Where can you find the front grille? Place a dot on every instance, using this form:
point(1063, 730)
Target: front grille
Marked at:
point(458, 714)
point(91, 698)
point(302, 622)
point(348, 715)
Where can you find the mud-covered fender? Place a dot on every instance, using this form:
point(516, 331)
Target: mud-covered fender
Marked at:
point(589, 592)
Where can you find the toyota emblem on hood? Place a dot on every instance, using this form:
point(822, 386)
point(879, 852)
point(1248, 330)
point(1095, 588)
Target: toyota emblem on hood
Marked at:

========================================================================

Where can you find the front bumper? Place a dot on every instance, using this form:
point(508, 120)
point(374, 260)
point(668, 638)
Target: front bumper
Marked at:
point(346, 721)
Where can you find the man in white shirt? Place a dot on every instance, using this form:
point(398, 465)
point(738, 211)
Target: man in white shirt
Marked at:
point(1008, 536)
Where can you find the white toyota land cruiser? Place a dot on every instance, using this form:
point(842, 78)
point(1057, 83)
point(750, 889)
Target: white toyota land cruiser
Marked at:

========================================================================

▸ SET EXERCISE: Edit the part that opens with the line containing "Where can you find the man" and closes with the line containing "point(1008, 536)". Change "white shirt" to "blue jacket", leave everything else the same, and give only those lines.

▸ EXERCISE SOLUTION:
Where can you find the man in blue jacket? Place a dot on every instance, using this form:
point(398, 465)
point(738, 211)
Target: man in blue jacket
Marked at:
point(1008, 536)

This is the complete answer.